__Directions__.
Reproduce every line of the material below word for word, with no changes.
- - - -
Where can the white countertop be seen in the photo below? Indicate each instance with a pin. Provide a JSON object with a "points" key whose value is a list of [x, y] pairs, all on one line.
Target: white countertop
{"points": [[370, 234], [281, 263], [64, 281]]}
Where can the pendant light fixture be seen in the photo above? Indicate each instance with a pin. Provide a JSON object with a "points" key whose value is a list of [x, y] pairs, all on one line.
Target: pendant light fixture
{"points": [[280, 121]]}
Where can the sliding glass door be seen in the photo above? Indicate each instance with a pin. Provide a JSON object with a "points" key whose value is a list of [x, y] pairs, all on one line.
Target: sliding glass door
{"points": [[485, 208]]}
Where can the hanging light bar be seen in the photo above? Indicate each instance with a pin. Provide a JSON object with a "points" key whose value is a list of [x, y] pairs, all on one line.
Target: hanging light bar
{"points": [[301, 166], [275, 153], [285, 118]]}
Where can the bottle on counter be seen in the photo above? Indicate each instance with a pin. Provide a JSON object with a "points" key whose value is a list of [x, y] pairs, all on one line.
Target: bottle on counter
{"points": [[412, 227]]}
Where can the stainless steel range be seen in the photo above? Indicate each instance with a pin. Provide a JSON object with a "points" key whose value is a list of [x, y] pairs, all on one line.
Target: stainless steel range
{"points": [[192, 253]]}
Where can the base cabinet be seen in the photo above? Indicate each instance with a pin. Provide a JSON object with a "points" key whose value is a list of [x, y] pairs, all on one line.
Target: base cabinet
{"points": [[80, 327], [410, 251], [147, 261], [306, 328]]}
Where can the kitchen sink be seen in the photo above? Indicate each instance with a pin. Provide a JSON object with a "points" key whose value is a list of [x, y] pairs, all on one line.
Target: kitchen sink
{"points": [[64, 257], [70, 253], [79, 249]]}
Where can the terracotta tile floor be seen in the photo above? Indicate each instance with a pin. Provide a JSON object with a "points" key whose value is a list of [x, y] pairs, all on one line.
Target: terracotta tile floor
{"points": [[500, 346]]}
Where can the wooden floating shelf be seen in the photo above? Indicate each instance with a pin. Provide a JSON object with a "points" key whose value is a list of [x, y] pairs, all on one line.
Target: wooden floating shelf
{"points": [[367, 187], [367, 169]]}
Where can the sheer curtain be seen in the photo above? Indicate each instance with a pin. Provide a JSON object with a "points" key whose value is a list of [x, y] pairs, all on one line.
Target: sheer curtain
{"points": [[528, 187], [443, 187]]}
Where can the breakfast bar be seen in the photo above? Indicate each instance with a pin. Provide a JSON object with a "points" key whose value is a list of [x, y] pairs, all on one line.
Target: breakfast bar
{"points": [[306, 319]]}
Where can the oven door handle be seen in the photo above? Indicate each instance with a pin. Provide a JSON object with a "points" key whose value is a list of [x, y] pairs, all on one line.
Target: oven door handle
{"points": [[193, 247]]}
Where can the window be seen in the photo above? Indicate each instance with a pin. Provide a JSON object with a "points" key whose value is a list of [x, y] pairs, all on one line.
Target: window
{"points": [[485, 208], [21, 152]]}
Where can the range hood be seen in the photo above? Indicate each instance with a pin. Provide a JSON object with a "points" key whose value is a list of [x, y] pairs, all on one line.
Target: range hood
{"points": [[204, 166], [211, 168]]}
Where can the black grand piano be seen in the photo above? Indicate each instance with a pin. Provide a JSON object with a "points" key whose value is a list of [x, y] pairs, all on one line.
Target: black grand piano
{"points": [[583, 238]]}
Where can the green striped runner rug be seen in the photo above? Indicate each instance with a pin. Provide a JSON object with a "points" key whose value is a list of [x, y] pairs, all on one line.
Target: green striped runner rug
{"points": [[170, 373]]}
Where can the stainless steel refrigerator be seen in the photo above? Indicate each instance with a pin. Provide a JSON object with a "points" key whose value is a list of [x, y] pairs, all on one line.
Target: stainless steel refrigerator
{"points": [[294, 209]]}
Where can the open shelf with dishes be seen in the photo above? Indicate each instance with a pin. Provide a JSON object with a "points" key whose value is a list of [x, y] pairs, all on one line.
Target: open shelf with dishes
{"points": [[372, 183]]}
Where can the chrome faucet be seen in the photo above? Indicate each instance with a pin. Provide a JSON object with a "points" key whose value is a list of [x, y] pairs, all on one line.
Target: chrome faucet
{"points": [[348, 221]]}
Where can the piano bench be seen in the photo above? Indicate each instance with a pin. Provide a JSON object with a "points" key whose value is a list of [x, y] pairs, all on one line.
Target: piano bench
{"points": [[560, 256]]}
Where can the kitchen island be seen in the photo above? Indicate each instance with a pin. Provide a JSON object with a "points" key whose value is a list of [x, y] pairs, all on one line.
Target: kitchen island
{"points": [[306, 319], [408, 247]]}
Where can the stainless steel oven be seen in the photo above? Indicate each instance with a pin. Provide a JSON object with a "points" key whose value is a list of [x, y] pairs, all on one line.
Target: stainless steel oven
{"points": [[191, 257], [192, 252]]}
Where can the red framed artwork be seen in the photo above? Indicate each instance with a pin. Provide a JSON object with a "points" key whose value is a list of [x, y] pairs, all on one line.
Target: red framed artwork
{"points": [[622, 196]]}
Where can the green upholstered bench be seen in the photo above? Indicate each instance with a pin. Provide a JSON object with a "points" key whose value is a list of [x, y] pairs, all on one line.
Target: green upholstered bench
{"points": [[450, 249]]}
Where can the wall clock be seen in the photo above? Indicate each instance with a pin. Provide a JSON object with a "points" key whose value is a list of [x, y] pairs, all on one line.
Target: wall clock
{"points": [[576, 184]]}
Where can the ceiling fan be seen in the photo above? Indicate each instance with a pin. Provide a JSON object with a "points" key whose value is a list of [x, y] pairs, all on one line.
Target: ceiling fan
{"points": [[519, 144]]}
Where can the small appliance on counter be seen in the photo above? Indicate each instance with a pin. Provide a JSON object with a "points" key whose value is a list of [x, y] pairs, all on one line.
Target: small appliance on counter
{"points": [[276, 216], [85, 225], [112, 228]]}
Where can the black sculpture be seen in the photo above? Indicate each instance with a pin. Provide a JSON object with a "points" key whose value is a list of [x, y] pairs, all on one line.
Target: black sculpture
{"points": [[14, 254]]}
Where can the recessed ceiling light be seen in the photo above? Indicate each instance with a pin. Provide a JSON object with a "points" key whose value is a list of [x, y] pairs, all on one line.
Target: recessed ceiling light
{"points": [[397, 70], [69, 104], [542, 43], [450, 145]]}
- - - -
__Answer in full__.
Where can the white countertop be seen in the photo below? Indicate each instance with a pin. Provide a JSON object with a "points" key whose value is a list of [x, y] pairs, all on one line.
Target: white countertop
{"points": [[370, 234], [281, 263], [64, 281]]}
Where can the pendant light fixture be seen in the photo above? Indicate each instance with a pin. Provide a JSON object with a "points" key whose value is a list of [x, y] pairs, all on one line.
Target: pendant light fixture
{"points": [[280, 121]]}
Where can the sliding glass door be seen in the photo above? Indicate each instance with a pin. Provide a JSON object with a "points" key whose value is a list of [x, y] pairs, all on one line.
Target: sliding glass door
{"points": [[485, 208]]}
Where can the hanging light bar be seen in the photo above? Indicate each instance with a pin. Provide a JSON object with a "points" key whose value is a list of [x, y] pairs, all on one line.
Target: hanging light bar
{"points": [[301, 166], [275, 153], [285, 118]]}
Where can the bottle on counter be seen in the photo above? Indicate each instance with a pin. Provide a JSON object with a "points" key whose value is a list of [x, y] pairs, all on one line.
Target: bottle on counter
{"points": [[412, 227]]}
Where can the stainless steel range be seen in the photo above? Indicate each instance with a pin. Provide a JSON object with a "points" key whose value is a list of [x, y] pairs, all on one line.
Target: stainless steel range
{"points": [[192, 253]]}
Where can the base cabinet be seen in the photo above? Indicate each instance with a pin. Provide a JSON object with a "points" key whose value is a list of [x, y] pairs, all on one line.
Target: base cabinet
{"points": [[80, 327], [410, 251], [147, 261], [306, 328]]}
Where can the kitchen sink be seen in the photo above? Indicate each instance with a pin. Provide a JSON object with a "points" key whose value is a list of [x, y] pairs, all on one line.
Target: kitchen sink
{"points": [[64, 257], [70, 253], [79, 249]]}
Where can the terracotta tile floor be seen in the photo above? Indicate each instance with a pin. Provide a JSON object with a "points" key whose value is a list of [x, y] pairs, all on one line.
Target: terracotta tile floor
{"points": [[500, 346]]}
Where can the wooden floating shelf be seen in the photo above? Indicate each instance with a pin. Provide a JSON object with a "points" key whose value is a list of [x, y] pairs, all on one line.
Target: wooden floating shelf
{"points": [[367, 187], [367, 169]]}
Where can the sheer curtain be seen in the photo above? Indicate each instance with a pin. Provide a JSON object with a "points" key whose value is a list of [x, y] pairs, all on one line.
Target: sheer curtain
{"points": [[528, 187], [443, 187]]}
Where can the breakfast bar be seen in the photo above? Indicate each instance with a pin. Provide a JSON object with a "points" key whose value is a list of [x, y] pairs, all on one line.
Target: breakfast bar
{"points": [[306, 319]]}
Where can the oven door handle be seen in the photo above? Indicate each instance with a pin. Provide a JSON object with a "points" key whose value is a list of [x, y] pairs, all on one line.
Target: oven door handle
{"points": [[193, 247]]}
Where can the window be seen in the photo above? Indicate each instance with a pin. Provide a JSON object with a "points" key whose value is a list of [x, y] pairs, all on one line.
Target: window
{"points": [[485, 208], [21, 152]]}
Where can the range hood be seen in the photo above? Indicate each instance with a pin. Provide a JSON object with a "points" key whose value is a list of [x, y] pairs, all on one line.
Target: range hood
{"points": [[204, 166], [211, 168]]}
Where can the black grand piano be seen in the photo above? Indicate each instance with a pin. Provide a JSON object with a "points" key whose value is a list of [x, y] pairs, all on one line.
Target: black grand piano
{"points": [[583, 238]]}
Where can the green striped runner rug be seen in the photo above? Indicate each instance with a pin. Provide a JSON object with a "points" key whose value is a list of [x, y] pairs, all on one line.
Target: green striped runner rug
{"points": [[170, 373]]}
Where can the stainless steel refrigerator be seen in the photo above? Indicate each instance with a pin. Provide a JSON object with a "points" key whose value is a list of [x, y] pairs, all on one line.
Target: stainless steel refrigerator
{"points": [[294, 209]]}
Where can the open shelf with dishes be seen in the photo above? Indicate each instance with a pin. Provide a JSON object with a "points" key whose value is a list of [x, y] pairs, all on one line.
Target: open shelf with dishes
{"points": [[372, 183]]}
Where can the chrome faucet be seen in the photo above? Indicate each instance with a pin. Provide a JSON object with a "points" key whose value is a list of [x, y] pairs, all on one line.
Target: chrome faucet
{"points": [[348, 221]]}
Where can the piano bench be seen in the photo above? Indicate each instance with a pin. Provide a JSON object with a "points" key whose value is a list of [x, y] pairs, all on one line.
Target: piano bench
{"points": [[560, 256]]}
Where can the kitchen island be seen in the photo above? Indicate each instance with a pin. Provide a JSON object with a "points" key whose value is a list of [x, y] pairs, all on one line.
Target: kitchen island
{"points": [[306, 319], [408, 247]]}
Where can the stainless steel oven be seen in the photo above? Indicate each instance with a pin. Provide a JSON object with a "points" key whose value is a list of [x, y] pairs, all on one line.
Target: stainless steel oven
{"points": [[191, 257], [192, 252]]}
Where can the red framed artwork be seen in the photo above? Indicate each instance with a pin. Provide a JSON object with a "points" key whose value is a list of [x, y] pairs, all on one line.
Target: red framed artwork
{"points": [[622, 196]]}
Where can the green upholstered bench be seen in the photo above? Indicate each instance with a pin. Provide a JSON object with a "points" key whose value is a list of [x, y] pairs, all on one line.
Target: green upholstered bench
{"points": [[450, 249]]}
Where can the wall clock be seen in the photo above? Indicate each instance with a pin. Provide a JSON object with a "points" key whose value is a list of [x, y] pairs, all on one line.
Target: wall clock
{"points": [[576, 184]]}
Where can the ceiling fan be seen in the photo above? Indicate each instance with a pin. Provide a JSON object with a "points" key whose value is a list of [x, y] pairs, all on one line.
Target: ceiling fan
{"points": [[519, 144]]}
Where can the small appliance on counter be seen in the photo above? Indicate each instance with a pin. Provide a JSON object with a "points" key whose value is a list of [x, y] pairs, all on one line.
Target: small appliance on counter
{"points": [[276, 216], [85, 225], [112, 228]]}
Where can the black sculpture be seen in the photo above? Indicate each instance with a pin. Provide a JSON object with a "points" key whose value is a list of [x, y] pairs, all on one line.
Target: black sculpture
{"points": [[14, 254]]}
Where can the recessed ceiling light be seen in the photo above? Indicate each instance with a pin. Provide a JSON object with a "points" key whose value is a list of [x, y] pairs, all on one line.
Target: recessed ceiling light
{"points": [[397, 70], [69, 104], [542, 43], [450, 145]]}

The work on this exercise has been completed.